Task requirements: Could you copy the lines below without any changes, starting at the line that contains "Category: white backdrop" and ending with the line that contains "(118, 1036)", both included?

Data to use:

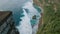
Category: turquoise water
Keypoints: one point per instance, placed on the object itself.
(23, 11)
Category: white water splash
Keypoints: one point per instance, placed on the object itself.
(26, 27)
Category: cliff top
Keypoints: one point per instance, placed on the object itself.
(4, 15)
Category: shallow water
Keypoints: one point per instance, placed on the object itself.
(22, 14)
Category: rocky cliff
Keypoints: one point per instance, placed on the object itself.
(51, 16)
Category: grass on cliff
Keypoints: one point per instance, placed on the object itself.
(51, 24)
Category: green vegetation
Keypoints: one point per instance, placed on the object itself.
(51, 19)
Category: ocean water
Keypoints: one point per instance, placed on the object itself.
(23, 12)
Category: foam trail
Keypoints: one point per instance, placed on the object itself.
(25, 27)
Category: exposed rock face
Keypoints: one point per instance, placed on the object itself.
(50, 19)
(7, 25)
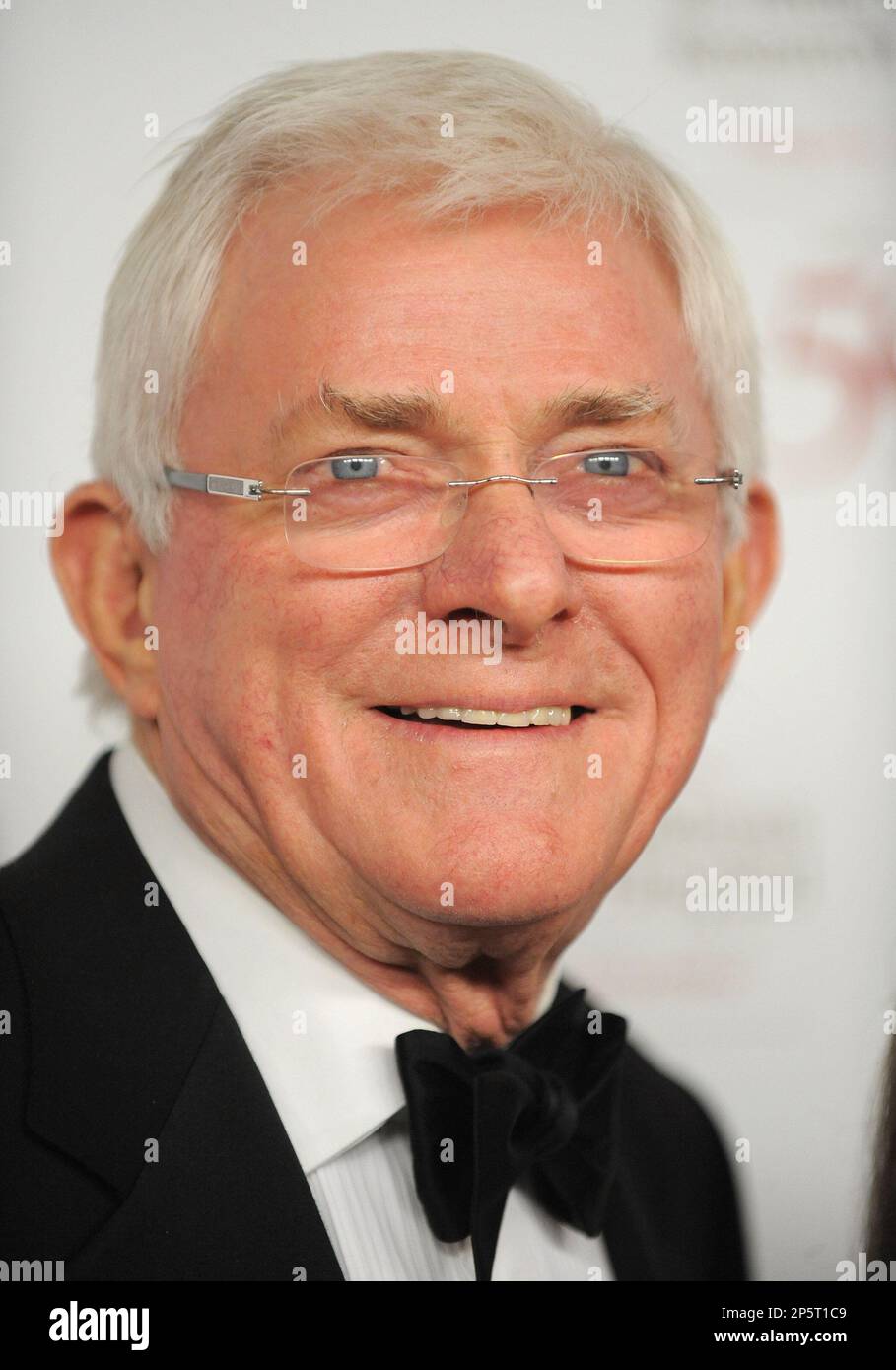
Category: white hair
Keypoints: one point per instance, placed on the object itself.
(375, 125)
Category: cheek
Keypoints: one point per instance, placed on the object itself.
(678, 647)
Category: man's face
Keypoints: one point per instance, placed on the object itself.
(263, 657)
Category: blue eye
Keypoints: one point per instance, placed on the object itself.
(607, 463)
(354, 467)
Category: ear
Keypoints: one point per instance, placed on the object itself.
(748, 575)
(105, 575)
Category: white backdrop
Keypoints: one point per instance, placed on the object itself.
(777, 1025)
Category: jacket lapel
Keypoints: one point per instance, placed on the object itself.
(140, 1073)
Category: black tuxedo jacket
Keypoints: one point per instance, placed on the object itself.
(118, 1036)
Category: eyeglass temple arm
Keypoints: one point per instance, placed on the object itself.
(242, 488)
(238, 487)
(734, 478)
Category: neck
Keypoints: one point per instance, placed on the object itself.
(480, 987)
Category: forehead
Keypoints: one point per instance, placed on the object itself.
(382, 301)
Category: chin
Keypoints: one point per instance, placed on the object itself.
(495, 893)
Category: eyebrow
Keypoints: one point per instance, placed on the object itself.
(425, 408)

==

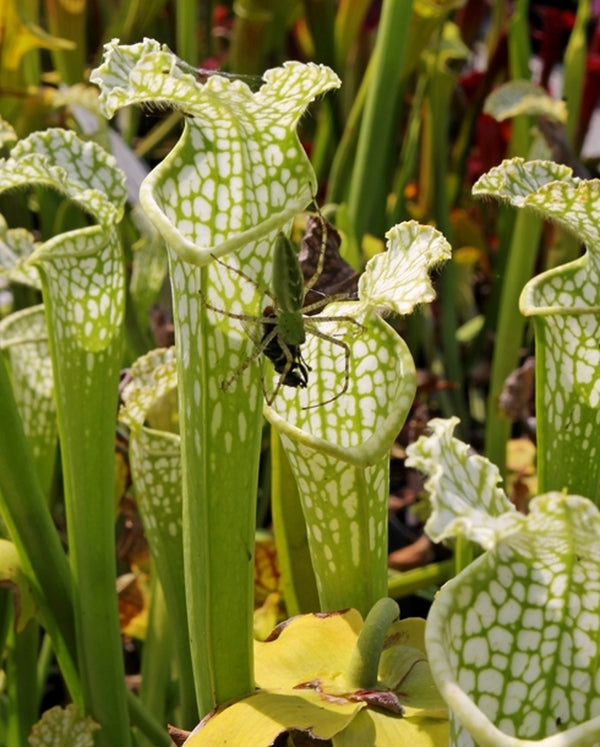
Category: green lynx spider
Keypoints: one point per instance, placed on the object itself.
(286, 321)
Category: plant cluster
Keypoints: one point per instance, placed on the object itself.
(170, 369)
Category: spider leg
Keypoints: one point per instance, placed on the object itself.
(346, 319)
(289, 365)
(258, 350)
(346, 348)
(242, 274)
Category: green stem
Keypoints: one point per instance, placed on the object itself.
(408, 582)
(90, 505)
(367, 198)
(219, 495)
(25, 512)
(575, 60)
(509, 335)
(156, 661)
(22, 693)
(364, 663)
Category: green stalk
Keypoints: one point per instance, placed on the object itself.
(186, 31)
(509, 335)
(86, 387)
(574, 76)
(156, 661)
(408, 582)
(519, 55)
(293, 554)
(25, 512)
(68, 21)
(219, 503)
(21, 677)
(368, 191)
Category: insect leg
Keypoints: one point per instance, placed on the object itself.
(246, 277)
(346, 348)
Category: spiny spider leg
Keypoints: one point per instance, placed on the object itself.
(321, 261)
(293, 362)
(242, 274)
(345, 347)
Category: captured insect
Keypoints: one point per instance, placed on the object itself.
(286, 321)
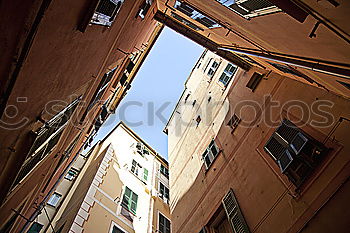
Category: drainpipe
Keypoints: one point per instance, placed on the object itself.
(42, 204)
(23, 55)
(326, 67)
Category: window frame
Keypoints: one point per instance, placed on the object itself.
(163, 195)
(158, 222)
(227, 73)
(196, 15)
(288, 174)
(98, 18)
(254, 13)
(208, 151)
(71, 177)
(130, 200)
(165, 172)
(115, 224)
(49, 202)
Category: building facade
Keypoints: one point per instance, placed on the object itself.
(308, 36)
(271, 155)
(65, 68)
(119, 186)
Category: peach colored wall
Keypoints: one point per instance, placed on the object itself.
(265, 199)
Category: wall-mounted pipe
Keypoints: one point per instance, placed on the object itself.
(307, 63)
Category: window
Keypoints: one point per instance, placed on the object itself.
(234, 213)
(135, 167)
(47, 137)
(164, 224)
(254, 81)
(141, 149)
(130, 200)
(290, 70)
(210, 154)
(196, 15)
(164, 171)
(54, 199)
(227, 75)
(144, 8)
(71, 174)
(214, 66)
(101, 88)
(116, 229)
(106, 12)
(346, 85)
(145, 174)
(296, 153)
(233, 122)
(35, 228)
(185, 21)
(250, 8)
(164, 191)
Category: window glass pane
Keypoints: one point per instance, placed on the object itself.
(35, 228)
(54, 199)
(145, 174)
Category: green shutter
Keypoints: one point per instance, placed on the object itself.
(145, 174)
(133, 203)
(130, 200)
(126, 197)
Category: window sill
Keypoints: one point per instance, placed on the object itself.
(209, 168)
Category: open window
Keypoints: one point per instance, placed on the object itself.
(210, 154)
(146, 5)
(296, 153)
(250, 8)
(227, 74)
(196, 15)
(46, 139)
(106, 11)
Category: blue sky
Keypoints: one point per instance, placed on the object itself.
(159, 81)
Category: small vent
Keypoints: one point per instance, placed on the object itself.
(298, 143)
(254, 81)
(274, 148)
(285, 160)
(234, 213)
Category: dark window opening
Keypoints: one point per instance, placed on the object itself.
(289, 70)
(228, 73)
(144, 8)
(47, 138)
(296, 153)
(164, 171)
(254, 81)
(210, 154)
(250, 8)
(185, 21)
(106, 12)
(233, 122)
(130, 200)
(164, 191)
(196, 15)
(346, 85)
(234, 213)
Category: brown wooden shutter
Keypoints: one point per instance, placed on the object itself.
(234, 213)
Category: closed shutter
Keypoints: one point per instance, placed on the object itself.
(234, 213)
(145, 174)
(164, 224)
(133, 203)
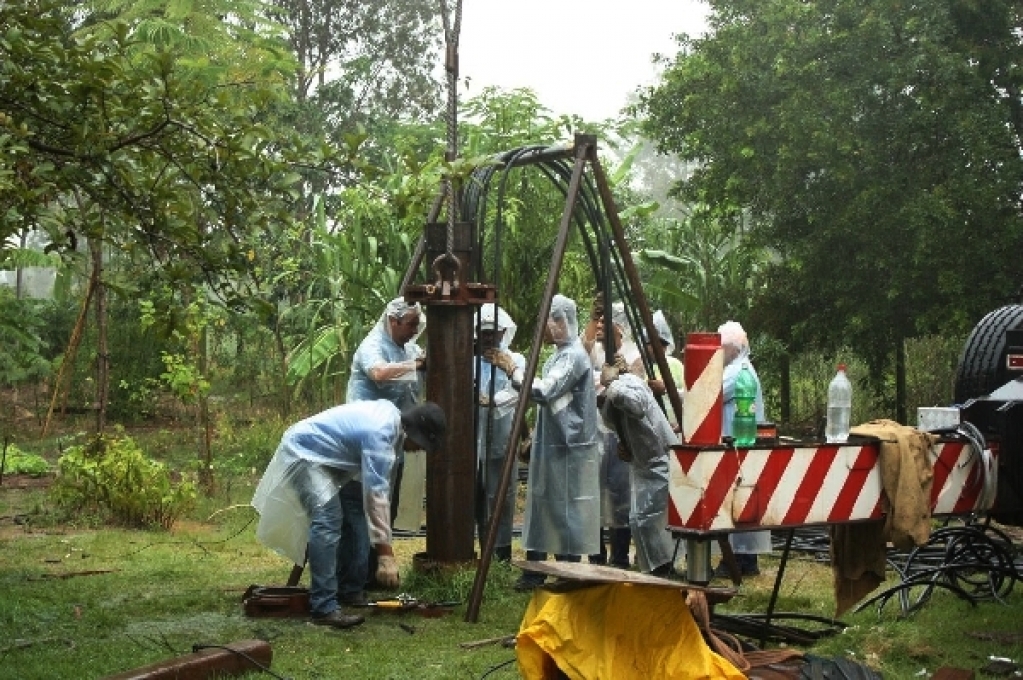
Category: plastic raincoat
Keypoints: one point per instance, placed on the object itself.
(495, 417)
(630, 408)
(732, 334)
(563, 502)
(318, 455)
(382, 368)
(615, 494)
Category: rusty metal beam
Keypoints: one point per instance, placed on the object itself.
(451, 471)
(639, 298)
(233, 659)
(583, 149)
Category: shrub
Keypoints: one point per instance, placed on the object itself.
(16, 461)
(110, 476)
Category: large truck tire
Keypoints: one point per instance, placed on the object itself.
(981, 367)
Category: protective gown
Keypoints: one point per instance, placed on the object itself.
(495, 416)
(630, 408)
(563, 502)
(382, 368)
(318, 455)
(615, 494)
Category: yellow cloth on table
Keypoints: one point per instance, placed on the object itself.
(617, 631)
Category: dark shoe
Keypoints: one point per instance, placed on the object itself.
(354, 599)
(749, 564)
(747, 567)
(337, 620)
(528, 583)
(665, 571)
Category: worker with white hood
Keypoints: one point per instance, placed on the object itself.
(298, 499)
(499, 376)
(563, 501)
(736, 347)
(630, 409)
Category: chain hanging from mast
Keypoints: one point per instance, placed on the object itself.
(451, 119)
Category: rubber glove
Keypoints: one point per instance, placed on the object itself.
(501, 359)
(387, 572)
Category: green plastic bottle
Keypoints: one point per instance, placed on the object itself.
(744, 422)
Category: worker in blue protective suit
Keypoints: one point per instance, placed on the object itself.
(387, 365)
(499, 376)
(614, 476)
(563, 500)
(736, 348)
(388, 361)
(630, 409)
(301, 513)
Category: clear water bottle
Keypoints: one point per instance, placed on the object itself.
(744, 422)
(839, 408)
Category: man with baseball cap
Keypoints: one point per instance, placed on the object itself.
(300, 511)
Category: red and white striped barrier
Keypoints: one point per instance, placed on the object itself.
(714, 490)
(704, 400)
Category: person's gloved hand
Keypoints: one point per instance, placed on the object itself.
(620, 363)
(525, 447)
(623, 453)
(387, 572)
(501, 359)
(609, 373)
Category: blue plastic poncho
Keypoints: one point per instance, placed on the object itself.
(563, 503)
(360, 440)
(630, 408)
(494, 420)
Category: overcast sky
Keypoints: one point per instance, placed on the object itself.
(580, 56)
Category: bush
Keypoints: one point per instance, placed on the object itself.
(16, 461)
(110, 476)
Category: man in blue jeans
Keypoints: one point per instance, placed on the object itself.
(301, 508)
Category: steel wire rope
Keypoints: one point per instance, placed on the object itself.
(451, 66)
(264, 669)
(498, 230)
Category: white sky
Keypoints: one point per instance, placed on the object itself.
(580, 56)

Answer in full:
Category: white backdrop
Keypoints: one point per instance, placed on the object itself.
(777, 1025)
Category: jacket lapel
Keypoints: one point per instance, placed on the object itself.
(140, 1073)
Category: black tuxedo jacket
Keypoints: one point per instance, placed on the object itself.
(118, 1036)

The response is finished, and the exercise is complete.